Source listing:
• • • • •
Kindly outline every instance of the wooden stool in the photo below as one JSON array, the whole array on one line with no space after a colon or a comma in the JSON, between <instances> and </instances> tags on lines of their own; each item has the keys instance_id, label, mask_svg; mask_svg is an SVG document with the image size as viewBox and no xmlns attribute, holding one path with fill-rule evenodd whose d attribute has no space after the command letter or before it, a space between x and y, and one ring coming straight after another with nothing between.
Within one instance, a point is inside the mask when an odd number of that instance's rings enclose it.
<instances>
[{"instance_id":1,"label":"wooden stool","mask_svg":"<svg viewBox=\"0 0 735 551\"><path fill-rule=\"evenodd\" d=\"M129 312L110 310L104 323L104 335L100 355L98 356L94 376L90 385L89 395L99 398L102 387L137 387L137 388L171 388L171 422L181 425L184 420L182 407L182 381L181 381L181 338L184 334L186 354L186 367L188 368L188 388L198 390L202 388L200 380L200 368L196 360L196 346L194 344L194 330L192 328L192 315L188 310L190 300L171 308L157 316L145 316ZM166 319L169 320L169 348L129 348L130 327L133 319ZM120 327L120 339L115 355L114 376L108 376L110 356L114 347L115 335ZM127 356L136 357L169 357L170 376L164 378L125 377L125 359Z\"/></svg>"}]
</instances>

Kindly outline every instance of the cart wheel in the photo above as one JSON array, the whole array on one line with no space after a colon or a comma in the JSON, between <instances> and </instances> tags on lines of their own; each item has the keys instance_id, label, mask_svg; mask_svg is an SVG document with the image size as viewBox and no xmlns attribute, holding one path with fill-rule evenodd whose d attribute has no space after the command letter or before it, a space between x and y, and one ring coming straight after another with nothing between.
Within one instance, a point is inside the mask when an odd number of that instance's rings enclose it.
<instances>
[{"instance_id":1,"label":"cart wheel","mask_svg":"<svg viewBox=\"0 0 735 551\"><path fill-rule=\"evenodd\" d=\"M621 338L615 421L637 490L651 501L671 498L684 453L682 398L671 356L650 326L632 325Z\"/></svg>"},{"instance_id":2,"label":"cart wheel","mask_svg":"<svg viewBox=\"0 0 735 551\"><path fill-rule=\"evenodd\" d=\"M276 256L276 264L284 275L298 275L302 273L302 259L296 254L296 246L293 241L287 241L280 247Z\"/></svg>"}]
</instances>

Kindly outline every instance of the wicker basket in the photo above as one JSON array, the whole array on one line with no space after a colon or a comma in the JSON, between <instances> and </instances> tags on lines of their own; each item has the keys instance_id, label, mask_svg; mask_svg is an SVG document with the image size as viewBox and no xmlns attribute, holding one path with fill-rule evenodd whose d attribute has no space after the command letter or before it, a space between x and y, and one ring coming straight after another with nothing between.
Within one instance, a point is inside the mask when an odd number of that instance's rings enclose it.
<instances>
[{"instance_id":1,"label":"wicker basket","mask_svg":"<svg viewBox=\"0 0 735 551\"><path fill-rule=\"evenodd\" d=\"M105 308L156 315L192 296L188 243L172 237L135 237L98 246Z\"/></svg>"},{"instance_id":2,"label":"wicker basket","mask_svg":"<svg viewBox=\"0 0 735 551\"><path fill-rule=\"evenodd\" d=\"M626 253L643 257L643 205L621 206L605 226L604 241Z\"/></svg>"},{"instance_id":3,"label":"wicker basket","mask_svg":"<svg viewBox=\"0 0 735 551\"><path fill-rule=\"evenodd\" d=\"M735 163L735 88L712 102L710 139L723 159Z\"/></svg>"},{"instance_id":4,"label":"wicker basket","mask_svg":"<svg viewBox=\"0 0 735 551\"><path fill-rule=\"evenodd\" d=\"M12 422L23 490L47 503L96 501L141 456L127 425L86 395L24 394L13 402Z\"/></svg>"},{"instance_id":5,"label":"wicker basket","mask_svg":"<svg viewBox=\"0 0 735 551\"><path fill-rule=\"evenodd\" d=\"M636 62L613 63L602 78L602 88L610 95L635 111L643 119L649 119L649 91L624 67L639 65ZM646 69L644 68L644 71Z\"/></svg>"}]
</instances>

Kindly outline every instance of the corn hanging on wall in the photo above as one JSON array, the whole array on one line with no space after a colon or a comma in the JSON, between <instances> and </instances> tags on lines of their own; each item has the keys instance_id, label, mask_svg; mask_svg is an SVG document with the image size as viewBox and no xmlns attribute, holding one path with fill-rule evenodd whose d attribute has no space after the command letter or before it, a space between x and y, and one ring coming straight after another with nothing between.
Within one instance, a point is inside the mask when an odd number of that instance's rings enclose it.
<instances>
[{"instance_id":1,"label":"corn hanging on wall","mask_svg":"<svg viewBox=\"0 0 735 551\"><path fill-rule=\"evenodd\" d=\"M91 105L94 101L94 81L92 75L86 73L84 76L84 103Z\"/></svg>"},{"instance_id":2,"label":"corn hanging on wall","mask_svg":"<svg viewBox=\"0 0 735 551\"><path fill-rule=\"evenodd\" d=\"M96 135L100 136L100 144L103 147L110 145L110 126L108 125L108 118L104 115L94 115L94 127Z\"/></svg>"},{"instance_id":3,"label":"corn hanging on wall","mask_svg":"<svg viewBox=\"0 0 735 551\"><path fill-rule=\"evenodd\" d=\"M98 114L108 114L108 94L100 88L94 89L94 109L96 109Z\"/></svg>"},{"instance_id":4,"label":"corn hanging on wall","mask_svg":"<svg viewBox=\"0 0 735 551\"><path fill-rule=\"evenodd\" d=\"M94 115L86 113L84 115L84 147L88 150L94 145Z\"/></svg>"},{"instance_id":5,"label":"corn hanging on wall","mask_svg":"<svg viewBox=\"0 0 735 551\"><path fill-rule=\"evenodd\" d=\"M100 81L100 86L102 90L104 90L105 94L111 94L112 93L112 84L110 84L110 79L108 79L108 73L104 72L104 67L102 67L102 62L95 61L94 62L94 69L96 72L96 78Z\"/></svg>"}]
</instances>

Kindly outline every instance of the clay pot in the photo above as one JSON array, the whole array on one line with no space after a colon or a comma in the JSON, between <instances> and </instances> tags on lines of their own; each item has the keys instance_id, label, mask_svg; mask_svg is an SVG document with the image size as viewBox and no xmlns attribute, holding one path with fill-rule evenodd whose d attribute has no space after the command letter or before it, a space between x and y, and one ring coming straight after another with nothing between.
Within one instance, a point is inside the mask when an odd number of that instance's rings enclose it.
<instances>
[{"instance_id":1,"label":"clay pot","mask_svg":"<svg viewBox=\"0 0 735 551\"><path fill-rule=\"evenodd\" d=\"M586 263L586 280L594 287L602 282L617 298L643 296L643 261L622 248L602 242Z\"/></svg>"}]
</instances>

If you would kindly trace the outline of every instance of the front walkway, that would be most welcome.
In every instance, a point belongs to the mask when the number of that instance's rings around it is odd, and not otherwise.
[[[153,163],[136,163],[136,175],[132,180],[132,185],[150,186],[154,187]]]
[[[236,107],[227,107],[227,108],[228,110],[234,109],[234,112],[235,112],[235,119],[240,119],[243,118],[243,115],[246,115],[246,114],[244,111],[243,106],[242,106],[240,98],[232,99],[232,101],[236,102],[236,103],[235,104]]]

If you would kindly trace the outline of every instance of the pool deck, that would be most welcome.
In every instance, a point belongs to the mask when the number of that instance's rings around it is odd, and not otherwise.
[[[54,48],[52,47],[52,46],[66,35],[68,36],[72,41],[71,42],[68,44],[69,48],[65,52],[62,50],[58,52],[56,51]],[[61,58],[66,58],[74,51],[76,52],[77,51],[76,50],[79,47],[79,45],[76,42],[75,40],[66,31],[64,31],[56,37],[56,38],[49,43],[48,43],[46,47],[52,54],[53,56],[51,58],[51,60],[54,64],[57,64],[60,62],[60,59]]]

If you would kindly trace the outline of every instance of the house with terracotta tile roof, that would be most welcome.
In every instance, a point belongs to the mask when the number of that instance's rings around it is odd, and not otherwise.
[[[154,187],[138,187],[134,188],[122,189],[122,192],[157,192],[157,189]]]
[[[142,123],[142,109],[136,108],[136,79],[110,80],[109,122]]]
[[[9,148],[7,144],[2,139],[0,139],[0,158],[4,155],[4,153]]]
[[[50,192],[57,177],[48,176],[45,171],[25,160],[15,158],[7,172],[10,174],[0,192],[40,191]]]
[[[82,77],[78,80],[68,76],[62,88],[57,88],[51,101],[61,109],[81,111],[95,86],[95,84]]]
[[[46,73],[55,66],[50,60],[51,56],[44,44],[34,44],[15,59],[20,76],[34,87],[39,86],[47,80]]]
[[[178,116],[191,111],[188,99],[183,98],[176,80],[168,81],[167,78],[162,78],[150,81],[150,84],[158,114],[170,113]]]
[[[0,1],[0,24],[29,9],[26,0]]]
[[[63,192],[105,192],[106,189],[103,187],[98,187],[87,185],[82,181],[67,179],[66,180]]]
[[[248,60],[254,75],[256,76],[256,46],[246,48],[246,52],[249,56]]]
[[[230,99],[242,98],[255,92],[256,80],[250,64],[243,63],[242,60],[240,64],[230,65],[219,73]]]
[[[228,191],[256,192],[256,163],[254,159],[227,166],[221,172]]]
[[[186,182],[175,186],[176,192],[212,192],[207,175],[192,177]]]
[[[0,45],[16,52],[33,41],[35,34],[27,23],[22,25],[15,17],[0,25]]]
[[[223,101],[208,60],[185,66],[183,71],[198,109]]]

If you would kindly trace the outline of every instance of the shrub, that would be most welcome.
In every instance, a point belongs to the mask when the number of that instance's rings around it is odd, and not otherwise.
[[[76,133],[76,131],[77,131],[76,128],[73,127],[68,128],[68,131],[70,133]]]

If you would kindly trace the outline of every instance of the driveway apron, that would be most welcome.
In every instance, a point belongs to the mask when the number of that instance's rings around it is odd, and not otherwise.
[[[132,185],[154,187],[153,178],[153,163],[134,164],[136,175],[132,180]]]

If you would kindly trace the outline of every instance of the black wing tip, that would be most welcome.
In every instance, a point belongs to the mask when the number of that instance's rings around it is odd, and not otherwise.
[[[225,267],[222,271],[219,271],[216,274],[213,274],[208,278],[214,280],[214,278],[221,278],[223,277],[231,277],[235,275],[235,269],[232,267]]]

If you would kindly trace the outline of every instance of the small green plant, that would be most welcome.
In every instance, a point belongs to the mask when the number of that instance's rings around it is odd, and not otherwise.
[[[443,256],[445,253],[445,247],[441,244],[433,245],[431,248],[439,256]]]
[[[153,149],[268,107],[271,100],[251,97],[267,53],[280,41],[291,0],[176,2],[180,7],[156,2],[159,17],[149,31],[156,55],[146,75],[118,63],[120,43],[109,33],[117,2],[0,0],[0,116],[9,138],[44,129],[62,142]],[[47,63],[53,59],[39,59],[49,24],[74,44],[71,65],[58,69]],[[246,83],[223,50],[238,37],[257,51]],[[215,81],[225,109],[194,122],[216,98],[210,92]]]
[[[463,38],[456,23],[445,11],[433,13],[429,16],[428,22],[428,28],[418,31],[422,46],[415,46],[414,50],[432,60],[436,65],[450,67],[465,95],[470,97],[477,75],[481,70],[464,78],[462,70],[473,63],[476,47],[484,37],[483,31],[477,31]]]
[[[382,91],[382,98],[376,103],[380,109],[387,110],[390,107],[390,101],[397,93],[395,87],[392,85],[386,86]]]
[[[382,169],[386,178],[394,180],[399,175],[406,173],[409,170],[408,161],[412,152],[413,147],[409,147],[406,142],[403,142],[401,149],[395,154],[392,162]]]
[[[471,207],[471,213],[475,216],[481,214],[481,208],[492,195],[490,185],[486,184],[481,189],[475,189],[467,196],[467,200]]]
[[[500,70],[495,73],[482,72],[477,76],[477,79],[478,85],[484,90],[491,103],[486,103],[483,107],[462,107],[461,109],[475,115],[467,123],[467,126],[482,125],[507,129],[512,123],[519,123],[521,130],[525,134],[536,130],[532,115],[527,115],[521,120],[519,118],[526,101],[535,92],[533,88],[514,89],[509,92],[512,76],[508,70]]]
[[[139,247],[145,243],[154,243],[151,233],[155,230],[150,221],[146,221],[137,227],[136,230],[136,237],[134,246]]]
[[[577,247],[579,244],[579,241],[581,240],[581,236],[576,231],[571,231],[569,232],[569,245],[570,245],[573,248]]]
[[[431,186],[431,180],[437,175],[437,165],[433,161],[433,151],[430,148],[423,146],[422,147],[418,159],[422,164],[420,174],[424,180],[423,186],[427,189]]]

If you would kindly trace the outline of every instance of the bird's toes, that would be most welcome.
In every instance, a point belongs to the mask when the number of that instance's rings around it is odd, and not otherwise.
• • • • •
What needs to be done: Output the lines of the listing verbatim, from the line containing "toes, that would be most welcome." through the end of the listing.

Answer to this problem:
If you would kindly trace the outline of every instance of the bird's toes, that would be most welcome.
In every instance, a point belongs to the mask when the number of that instance's rings around it is odd, and not otherwise.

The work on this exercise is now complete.